++++ Entries provided ++++

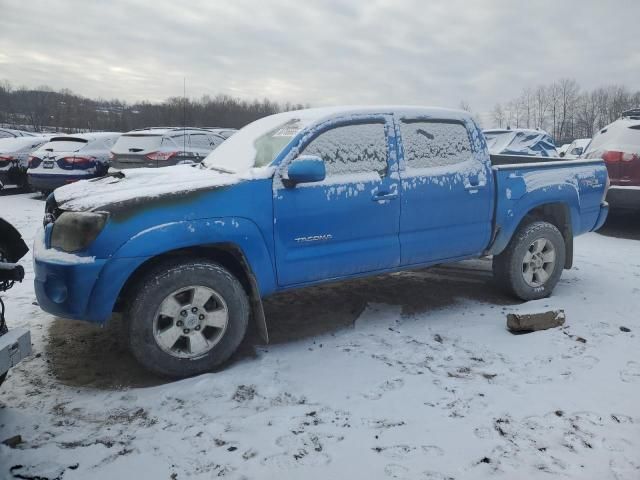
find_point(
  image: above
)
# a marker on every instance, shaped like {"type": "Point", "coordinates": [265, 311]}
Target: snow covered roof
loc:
{"type": "Point", "coordinates": [238, 153]}
{"type": "Point", "coordinates": [13, 144]}
{"type": "Point", "coordinates": [89, 137]}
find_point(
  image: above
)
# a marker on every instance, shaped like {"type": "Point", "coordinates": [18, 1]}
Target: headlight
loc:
{"type": "Point", "coordinates": [74, 231]}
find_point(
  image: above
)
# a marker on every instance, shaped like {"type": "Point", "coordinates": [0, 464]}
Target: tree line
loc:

++++

Could the material above be given again exactly, pictures excluded?

find_point(
  image: above
)
# a marker on every instance, shaped like {"type": "Point", "coordinates": [265, 311]}
Target: snow covered roof
loc:
{"type": "Point", "coordinates": [238, 153]}
{"type": "Point", "coordinates": [13, 144]}
{"type": "Point", "coordinates": [89, 137]}
find_point(
  image: above
)
# a marker on every instance, shaped like {"type": "Point", "coordinates": [18, 1]}
Target: headlight
loc:
{"type": "Point", "coordinates": [74, 231]}
find_point(
  image: above
)
# a marker on every instance, shaped like {"type": "Point", "coordinates": [0, 464]}
Target: tree line
loc:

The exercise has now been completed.